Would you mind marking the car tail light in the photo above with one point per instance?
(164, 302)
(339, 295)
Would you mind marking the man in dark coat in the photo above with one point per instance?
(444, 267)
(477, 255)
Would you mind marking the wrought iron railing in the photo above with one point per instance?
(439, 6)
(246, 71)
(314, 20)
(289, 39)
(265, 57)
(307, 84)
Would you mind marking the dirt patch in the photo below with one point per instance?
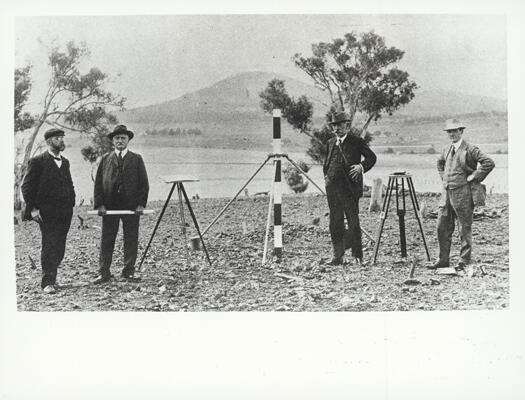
(176, 278)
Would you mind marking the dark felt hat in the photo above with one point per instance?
(53, 132)
(120, 130)
(339, 117)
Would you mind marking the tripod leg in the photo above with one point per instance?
(181, 211)
(384, 213)
(401, 215)
(195, 221)
(268, 221)
(234, 197)
(156, 226)
(415, 204)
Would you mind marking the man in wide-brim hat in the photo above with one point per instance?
(121, 183)
(462, 167)
(348, 157)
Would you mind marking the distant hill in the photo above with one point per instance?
(232, 99)
(236, 99)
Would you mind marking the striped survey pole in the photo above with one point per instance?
(277, 188)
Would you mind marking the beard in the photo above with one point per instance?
(58, 147)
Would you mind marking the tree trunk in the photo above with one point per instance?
(377, 194)
(17, 186)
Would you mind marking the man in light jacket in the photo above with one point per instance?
(462, 167)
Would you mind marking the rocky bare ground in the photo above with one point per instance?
(176, 278)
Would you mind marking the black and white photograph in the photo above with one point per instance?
(232, 170)
(348, 163)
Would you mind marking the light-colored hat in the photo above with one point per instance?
(339, 117)
(120, 130)
(453, 123)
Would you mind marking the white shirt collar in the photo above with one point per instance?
(457, 144)
(52, 155)
(341, 139)
(124, 152)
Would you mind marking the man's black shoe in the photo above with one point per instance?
(130, 277)
(336, 261)
(437, 265)
(461, 266)
(102, 279)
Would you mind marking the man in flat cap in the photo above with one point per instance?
(49, 195)
(462, 167)
(121, 184)
(348, 157)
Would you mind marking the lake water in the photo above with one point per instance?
(223, 172)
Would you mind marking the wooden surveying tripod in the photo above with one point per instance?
(177, 182)
(395, 182)
(276, 192)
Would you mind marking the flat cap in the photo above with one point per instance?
(53, 132)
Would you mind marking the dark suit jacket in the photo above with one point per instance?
(47, 186)
(134, 181)
(356, 151)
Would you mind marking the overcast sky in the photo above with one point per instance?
(162, 57)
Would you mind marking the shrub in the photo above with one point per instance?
(295, 179)
(431, 150)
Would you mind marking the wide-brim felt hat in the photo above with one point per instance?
(453, 123)
(53, 132)
(339, 117)
(120, 130)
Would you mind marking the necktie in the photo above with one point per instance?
(119, 177)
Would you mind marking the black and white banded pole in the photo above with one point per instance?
(277, 188)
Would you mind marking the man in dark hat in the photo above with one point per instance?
(121, 184)
(50, 197)
(462, 167)
(348, 157)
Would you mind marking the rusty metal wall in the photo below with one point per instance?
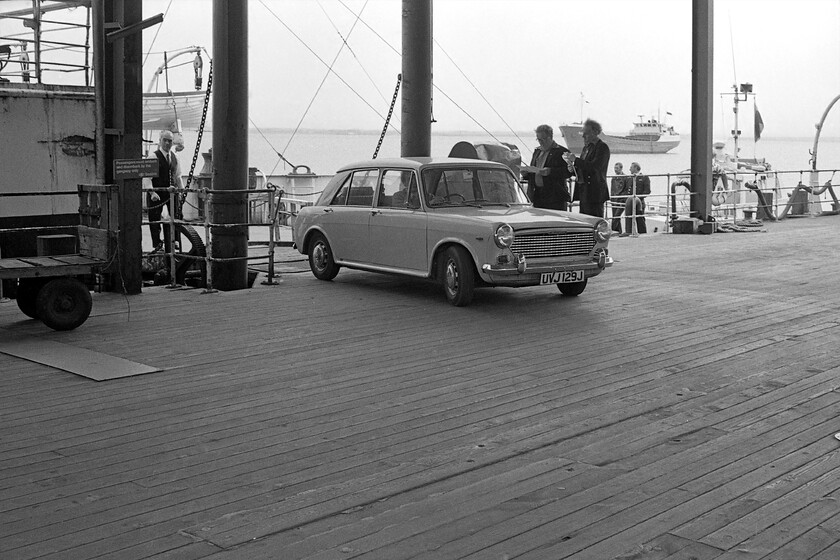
(46, 146)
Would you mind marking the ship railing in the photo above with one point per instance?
(783, 194)
(280, 210)
(47, 44)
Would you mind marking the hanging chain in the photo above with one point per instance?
(201, 127)
(388, 118)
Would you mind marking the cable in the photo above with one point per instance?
(478, 91)
(356, 58)
(156, 33)
(342, 80)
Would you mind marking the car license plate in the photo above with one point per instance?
(561, 277)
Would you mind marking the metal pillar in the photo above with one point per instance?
(702, 64)
(416, 137)
(121, 113)
(230, 143)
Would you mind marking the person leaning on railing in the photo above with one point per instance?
(635, 205)
(620, 187)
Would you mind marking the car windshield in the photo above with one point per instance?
(471, 186)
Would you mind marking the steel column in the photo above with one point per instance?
(122, 130)
(230, 143)
(416, 139)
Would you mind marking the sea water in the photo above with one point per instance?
(323, 152)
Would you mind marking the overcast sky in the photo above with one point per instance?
(525, 62)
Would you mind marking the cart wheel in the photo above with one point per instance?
(63, 304)
(27, 295)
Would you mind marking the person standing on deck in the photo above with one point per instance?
(640, 188)
(591, 171)
(620, 187)
(547, 175)
(169, 174)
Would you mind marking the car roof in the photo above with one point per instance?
(421, 162)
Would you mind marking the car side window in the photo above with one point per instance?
(357, 190)
(449, 183)
(398, 189)
(340, 198)
(361, 187)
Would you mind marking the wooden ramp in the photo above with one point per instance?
(683, 407)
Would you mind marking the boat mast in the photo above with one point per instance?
(738, 91)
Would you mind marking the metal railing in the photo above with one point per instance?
(45, 44)
(784, 194)
(277, 212)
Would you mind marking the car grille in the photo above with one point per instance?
(542, 245)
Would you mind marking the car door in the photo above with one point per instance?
(397, 230)
(346, 218)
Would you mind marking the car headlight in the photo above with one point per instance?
(602, 231)
(503, 236)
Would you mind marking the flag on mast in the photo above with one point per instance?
(758, 122)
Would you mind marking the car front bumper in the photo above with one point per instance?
(528, 273)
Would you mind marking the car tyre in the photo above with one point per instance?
(27, 295)
(458, 276)
(321, 260)
(572, 288)
(64, 303)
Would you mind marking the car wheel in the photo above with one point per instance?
(572, 288)
(320, 258)
(63, 304)
(27, 295)
(458, 276)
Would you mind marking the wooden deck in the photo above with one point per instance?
(683, 407)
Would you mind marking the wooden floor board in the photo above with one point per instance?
(684, 401)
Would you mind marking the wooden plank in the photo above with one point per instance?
(313, 413)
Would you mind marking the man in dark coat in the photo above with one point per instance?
(591, 171)
(635, 205)
(548, 173)
(169, 174)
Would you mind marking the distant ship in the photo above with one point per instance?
(647, 137)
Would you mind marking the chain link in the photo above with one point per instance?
(200, 131)
(388, 118)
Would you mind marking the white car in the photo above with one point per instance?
(461, 222)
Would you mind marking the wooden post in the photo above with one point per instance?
(230, 143)
(416, 139)
(702, 65)
(122, 124)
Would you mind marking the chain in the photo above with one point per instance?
(200, 129)
(388, 118)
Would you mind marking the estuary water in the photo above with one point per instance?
(324, 151)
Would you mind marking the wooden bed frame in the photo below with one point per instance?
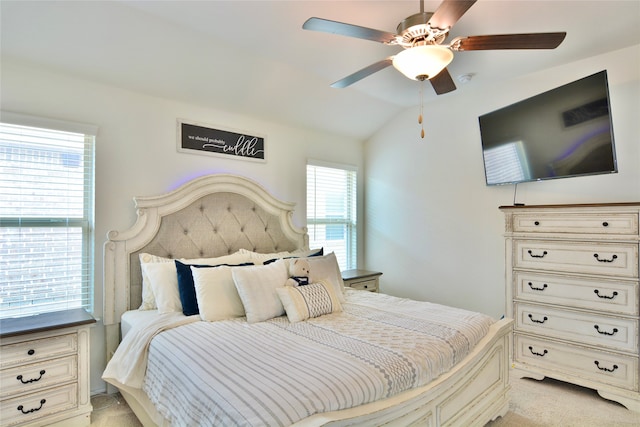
(219, 214)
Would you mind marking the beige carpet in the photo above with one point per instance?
(546, 403)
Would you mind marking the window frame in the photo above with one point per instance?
(350, 221)
(86, 223)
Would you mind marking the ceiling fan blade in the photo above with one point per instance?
(509, 41)
(366, 71)
(443, 83)
(449, 12)
(349, 30)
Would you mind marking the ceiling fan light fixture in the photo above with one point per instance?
(423, 62)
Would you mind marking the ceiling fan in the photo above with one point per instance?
(422, 35)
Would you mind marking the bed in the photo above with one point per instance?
(248, 351)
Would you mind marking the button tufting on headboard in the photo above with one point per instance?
(207, 217)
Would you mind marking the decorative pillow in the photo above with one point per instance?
(217, 296)
(313, 300)
(325, 268)
(186, 285)
(149, 300)
(257, 286)
(300, 253)
(164, 285)
(258, 258)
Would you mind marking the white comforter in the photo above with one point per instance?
(275, 373)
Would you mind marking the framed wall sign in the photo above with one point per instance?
(202, 138)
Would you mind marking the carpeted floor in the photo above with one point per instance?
(546, 403)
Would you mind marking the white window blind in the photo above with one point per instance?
(506, 163)
(331, 212)
(46, 209)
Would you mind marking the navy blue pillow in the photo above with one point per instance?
(187, 288)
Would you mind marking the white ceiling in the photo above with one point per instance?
(253, 58)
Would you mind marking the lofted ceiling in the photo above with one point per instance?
(253, 58)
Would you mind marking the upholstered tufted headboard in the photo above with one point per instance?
(210, 216)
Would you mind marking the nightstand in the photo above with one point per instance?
(44, 369)
(362, 279)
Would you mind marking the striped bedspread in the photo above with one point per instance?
(275, 373)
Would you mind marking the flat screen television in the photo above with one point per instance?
(564, 132)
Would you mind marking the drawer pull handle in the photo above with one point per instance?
(605, 369)
(613, 332)
(613, 258)
(544, 319)
(533, 288)
(537, 256)
(536, 353)
(32, 380)
(613, 295)
(28, 411)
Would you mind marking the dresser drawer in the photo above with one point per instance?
(610, 259)
(577, 223)
(35, 350)
(601, 366)
(28, 378)
(590, 293)
(591, 329)
(40, 404)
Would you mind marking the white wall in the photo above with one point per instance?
(432, 226)
(136, 152)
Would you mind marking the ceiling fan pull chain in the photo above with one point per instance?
(420, 121)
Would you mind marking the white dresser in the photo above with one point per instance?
(44, 370)
(572, 289)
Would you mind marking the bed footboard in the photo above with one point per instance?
(473, 393)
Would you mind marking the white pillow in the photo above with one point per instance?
(164, 285)
(149, 299)
(325, 268)
(258, 258)
(257, 286)
(312, 300)
(216, 292)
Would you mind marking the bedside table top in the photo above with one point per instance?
(359, 274)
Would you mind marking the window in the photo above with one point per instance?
(507, 162)
(331, 212)
(46, 209)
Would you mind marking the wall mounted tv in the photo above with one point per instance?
(565, 132)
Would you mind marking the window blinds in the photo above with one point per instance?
(46, 209)
(331, 212)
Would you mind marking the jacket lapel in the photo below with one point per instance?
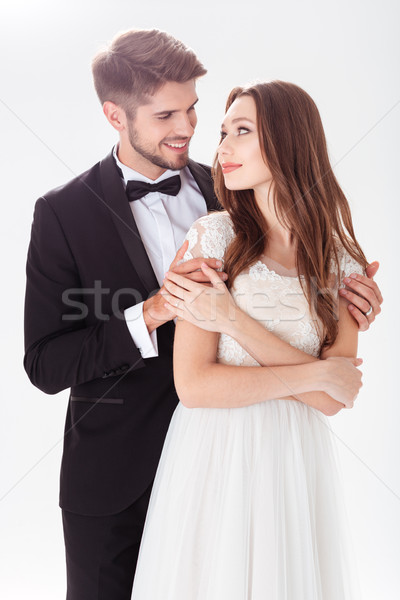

══════

▶ _Brief_
Your answer should hold only the lines from the line with "Would you mind marking the wall" through the closing line of the records, restated exactly and free of pictures.

▶ _Solution below_
Would you mind marking the wall mounted tv in the photo above with one point per instance?
(565, 132)
Would you mind marking the window blinds in the photo above with one point per instance?
(46, 209)
(331, 212)
Would you mind marking the jacket lapel in the photo below with one point per instance?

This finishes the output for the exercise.